● **WHAT YOU ARE ASKED TO DO**:
Continue the blog excerpt about Peter Green, Rishi Sunak and Howard Carter from the point where it stops.

● **EXTRACT**:
::::

Tuesday, August 11, 2020

OH WELL, OH MY

Peter Green died recently. The Green Manalishi (with the Two-Prong Crown) was my favorite song of his.  And I also liked Oh Well because of the lines

I can't help about the shape I’m in
I can’t sing, I ain’t pretty and my legs are thin

Did Peter Green have thin legs? Well thin-ish, I think, but not amazingly so.  It’s hard to get a really good look.  


He sometimes kept them very well covered:


Was he much of a walker?  I’m not sure.  He did have a song titled Walkin’ the Road, but then every blues player has a song about walking

And then in the Times t’other week there was a profile of Rishi Sunak the current English Chancellor of the Exchequer and by some accounts our Prime Minister in waiting.

Is Rishi Sunak a walker?  Well apparently so. One paragraph in the Times read, ‘Another (student friend) remembers bumping into him on a Saturday at the sort of time most students were sleeping off hangovers.  He was walking around with a notepad. ‘I asked him what he was doing and he said, ‘My parents are coming tomorrow so I am devising a walk of interesting landmarks in the city.’'

A lad who prepares a walking tour for the aged parents is OK by me. 


Does Rishi Sunak have thin legs? If the photo below is anything to go by then yes, yes he does.  


Tuesday, August 4, 2020

GET CARTER




I’ve been looking at photographs of Howard Carter walking in the desert.  Carter was the discoverer (or I suppose rediscoverer), in 1922, of the tomb of Tutenkhamun.


I notice Carter’s walking stick in all the photographs, which might suggest he wasn’t a great walker, I don’t think it was just a style thing.  But chiefly I noticed that he seems wildly overdressed for doing anything in the desert - the three piece suit – definitely herringbone, possibly tweed and of course the high collar and the bow tie, and sometimes the handkerchief in the breast pocket.  

But maybe he only dressed up like this for a photo-op; these photographs look decidedly set up, and some of the other people in the photographs look overdressed too, especially the soldiers and the guy on the far right in the picture below who seems to be wearing jodhpurs.  The guys who are doing the heavy lifting inevitably look more appropriately dressed for the occasion.

::::

(Records from a data collection)
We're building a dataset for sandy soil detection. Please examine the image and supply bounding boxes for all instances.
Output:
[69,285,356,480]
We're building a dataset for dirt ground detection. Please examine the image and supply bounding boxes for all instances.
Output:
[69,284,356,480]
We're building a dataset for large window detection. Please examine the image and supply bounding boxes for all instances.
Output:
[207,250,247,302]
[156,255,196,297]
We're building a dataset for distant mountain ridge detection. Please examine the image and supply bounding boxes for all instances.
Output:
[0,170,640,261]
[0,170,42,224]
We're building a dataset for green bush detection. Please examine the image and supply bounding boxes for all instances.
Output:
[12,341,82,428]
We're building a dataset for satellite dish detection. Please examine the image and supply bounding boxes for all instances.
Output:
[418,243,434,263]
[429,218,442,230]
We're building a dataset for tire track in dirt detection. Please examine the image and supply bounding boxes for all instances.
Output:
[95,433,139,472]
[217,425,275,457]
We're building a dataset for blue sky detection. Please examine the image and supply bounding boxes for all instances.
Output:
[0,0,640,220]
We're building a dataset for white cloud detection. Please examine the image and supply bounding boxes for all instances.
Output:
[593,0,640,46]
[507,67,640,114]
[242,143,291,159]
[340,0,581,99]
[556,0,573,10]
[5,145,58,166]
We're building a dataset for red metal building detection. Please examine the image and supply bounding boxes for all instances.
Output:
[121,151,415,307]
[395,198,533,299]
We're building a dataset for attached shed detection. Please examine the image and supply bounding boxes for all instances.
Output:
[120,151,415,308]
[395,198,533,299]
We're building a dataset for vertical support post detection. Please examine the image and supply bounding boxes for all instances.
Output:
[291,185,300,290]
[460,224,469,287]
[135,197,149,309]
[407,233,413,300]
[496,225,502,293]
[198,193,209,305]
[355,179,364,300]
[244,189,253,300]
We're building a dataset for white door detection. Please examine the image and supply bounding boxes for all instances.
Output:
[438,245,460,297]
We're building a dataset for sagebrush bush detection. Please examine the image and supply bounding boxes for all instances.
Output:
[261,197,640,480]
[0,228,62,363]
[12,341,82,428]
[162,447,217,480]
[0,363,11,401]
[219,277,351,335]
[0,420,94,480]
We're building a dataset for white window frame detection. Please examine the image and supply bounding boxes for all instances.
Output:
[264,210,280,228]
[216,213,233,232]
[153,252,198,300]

::::

● **YOUR RESPONSE**:
Then I started thinking about the few pictures that have been taken of me walking, and sometimes posing, in the desert.  I look overdressed too.  The one below was taken somewhere near Death Valley (I think) and I honestly don’t remember what the temperature was like, but evidently not exactly blazing.

Geoff Nicholson

And this one was taken in the East Mojave desert in winter when I know it was absolutely freezing:


I can’t say I’ve ever tried to look very stylish or dressed up while walking in the desert, but then I’m no Howard Carter.




Friday, July 31, 2020

INFIDELS



This week, for one reason or another, I found myself walking in Frinton, part of the ‘Essex Riviera.’  It was sufficiently packed that we had to drive around for a very long time before we found a parking spot, though on a hot day in the August holidays was not in itself a big surprise.

The beach was busy, but people tended to be walking or seated or sunbathing at least a couple of meters apart. I didn’t feel at risk, but maybe I was naïve. I picked up a stone from the sand that looked at least somewhat like a skull.


Now, I don’t know much about religion but I do know that while I was at the seaside many believers were undertaking Haj, the Islamic pilgrimage to the Kabba in Mecca, a serious walking event, which I gather has been rather different this year than previously.

In past years it's looked like this:


Now apparently this year it looks like this:

 

The latter seems much actually pleasanter, though  I don’t suppose people go there because it’s pleasant.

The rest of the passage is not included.